### SET PROBLEM
Please rewrite the items from the line with "query | orange football helmet" through the end of the items, substituting "gray tarp" for "blue tarp" and keeping everything else the same.

[Stored items]
<<<<
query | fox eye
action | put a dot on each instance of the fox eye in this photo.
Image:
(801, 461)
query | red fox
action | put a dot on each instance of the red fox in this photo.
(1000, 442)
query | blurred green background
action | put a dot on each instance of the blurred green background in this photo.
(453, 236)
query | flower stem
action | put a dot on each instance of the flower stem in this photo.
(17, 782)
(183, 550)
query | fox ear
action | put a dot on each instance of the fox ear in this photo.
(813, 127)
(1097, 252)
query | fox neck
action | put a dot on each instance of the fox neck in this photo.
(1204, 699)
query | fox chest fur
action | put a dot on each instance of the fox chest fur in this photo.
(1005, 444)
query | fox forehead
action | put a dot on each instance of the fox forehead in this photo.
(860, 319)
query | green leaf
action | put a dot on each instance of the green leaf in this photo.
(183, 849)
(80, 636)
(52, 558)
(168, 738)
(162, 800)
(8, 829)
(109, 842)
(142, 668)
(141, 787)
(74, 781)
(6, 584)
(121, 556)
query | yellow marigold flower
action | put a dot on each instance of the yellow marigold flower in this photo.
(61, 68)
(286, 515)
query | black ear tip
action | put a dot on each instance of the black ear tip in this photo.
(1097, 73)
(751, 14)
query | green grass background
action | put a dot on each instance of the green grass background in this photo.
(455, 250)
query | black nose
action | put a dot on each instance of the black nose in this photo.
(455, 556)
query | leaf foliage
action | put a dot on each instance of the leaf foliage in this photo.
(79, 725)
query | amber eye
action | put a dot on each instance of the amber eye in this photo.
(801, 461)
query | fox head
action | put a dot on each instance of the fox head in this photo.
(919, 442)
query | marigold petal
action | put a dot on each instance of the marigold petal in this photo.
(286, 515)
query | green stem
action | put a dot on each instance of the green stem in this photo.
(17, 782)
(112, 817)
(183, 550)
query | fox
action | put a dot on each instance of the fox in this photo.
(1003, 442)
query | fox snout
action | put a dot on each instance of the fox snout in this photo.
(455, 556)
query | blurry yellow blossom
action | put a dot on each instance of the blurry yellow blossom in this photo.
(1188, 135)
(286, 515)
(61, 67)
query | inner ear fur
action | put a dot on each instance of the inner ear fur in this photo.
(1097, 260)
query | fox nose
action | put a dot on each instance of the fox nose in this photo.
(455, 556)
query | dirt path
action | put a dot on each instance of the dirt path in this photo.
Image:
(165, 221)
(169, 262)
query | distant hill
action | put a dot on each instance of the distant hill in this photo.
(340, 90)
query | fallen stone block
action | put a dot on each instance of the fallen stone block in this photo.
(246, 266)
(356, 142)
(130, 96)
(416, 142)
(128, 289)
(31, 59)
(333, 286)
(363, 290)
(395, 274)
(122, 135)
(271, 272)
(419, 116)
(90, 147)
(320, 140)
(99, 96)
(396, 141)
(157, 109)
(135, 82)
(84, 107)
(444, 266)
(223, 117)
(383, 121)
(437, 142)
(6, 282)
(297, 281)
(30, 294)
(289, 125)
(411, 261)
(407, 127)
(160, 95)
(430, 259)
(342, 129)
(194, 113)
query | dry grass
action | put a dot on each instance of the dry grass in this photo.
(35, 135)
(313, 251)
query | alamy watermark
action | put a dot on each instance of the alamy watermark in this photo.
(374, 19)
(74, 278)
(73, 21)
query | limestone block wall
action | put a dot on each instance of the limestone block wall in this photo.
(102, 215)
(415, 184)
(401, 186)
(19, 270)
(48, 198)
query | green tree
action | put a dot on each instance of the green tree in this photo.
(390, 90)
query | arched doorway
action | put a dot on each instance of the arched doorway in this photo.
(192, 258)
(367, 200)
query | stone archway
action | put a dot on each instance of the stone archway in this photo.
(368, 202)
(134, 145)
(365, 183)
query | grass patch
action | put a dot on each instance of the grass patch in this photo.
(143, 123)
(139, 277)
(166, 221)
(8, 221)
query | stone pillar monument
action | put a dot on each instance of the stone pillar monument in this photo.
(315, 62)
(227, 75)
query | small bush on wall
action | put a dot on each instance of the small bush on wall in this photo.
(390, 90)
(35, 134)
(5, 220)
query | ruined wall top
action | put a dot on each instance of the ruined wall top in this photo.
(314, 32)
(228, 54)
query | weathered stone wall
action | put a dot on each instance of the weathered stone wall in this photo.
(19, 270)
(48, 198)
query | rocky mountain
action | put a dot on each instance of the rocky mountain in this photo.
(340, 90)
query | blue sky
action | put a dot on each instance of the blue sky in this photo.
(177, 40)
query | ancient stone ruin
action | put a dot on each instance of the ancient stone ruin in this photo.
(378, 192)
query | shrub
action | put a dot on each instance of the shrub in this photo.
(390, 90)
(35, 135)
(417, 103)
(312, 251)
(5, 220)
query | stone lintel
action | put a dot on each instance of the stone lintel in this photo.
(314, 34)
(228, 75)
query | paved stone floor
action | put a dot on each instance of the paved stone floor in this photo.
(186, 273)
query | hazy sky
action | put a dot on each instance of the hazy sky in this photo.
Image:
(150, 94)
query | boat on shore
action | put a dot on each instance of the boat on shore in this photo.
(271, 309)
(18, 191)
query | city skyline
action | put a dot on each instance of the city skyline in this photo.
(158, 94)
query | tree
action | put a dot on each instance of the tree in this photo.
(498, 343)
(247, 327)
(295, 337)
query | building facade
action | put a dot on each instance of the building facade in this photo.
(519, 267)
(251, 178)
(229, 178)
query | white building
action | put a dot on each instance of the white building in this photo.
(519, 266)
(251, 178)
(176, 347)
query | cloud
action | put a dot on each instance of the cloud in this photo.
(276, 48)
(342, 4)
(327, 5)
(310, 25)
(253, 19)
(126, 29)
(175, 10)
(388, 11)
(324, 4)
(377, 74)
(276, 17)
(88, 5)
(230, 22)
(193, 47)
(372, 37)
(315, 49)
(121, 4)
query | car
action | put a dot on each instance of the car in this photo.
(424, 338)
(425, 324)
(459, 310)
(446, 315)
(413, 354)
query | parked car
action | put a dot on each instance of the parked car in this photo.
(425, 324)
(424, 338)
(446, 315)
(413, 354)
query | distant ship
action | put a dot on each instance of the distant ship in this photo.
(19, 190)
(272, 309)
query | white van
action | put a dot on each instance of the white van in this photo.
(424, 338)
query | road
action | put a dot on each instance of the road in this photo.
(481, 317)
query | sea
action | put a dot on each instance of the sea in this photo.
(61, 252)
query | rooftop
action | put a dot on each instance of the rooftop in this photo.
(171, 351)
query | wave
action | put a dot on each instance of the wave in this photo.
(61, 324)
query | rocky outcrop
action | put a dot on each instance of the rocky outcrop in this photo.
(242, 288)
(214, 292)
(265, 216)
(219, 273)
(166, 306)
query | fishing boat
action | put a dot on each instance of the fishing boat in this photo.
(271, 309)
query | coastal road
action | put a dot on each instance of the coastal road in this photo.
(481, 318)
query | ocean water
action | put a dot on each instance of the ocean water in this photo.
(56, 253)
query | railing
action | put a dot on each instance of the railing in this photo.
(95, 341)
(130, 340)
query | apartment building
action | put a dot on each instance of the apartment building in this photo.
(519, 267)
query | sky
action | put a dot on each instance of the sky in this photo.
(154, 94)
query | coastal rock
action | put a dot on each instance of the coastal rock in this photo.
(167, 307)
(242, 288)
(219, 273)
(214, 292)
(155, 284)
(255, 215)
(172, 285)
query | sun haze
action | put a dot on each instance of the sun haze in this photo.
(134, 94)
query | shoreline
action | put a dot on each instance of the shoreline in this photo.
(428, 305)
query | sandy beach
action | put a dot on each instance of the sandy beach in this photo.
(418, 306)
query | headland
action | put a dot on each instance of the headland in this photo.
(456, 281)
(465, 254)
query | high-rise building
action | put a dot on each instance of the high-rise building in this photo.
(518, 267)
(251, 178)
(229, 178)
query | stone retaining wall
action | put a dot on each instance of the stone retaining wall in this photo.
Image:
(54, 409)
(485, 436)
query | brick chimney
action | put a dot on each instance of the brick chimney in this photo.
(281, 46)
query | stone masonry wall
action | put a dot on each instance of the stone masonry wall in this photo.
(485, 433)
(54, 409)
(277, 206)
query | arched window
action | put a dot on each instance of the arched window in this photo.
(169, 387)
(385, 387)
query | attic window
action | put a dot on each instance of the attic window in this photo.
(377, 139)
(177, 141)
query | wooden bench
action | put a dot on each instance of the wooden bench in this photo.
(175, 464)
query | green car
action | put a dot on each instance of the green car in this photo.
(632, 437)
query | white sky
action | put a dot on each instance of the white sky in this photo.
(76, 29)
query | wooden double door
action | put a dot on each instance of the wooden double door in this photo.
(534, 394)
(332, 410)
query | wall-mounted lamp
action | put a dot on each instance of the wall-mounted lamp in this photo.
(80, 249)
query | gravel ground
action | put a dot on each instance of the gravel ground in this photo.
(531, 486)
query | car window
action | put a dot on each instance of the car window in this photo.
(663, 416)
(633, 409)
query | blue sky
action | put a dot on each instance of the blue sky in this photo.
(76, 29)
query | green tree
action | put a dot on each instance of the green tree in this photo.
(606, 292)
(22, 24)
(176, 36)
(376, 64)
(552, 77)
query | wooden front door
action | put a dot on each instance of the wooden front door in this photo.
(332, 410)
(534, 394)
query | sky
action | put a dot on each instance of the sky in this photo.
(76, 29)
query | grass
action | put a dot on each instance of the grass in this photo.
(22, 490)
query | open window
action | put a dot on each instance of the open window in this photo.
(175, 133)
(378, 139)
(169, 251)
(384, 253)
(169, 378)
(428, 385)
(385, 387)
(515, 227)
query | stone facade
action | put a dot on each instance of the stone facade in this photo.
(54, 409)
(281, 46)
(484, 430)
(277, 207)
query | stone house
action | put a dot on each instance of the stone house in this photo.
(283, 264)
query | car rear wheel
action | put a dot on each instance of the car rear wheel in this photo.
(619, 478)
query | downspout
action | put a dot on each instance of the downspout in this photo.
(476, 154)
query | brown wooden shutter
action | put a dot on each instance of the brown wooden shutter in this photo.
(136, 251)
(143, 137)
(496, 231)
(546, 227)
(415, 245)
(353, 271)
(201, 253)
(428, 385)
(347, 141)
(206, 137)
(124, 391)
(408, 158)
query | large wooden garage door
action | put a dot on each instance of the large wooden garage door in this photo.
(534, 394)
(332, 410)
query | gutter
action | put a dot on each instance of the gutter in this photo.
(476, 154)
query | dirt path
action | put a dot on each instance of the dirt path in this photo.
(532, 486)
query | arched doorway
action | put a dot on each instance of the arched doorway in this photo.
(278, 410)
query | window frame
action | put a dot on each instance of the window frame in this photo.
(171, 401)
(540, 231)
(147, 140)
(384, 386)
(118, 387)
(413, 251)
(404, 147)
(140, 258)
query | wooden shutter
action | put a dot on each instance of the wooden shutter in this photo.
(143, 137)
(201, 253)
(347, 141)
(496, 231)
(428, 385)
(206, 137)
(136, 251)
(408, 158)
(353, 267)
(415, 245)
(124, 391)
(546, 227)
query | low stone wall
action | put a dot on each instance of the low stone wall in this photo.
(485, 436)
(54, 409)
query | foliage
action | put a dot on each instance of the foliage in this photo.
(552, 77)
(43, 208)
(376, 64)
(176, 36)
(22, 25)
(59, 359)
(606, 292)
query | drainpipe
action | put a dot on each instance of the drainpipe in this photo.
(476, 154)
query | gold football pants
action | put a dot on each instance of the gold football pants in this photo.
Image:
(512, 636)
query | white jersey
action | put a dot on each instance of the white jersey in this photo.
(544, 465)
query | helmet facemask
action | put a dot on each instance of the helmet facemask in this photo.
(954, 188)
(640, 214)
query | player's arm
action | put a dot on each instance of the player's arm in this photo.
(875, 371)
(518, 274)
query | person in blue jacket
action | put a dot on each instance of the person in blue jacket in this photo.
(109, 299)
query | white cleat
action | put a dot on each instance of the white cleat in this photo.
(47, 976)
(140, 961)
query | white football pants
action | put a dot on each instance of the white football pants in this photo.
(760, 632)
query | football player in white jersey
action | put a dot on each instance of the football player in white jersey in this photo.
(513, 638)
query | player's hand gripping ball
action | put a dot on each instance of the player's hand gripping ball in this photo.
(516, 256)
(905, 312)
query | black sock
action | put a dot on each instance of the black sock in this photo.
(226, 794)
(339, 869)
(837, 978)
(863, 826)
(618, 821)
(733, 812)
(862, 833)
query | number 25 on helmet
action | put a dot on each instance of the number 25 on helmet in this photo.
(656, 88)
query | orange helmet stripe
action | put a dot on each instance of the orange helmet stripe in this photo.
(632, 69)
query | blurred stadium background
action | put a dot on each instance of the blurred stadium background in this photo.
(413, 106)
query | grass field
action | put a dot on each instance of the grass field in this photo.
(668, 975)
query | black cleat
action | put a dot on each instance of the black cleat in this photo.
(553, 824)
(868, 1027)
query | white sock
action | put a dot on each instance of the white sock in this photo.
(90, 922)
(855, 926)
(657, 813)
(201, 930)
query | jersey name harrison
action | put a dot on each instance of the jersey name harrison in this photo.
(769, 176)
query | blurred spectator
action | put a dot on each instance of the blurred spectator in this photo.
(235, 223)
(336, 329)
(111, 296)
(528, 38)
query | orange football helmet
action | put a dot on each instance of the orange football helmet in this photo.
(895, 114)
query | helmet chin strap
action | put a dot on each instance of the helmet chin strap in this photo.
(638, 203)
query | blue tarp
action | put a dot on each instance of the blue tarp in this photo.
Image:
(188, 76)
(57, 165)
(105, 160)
>>>>
### ANSWER
query | orange football helmet
action | put a dot on each instance of the orange football helmet in this photo.
(895, 114)
query | helmet chin strap
action | put a dot on each instance of the helmet chin strap in this photo.
(638, 203)
query | gray tarp
action | put a dot on each instance of the gray tarp in this photo.
Image:
(188, 76)
(57, 165)
(105, 160)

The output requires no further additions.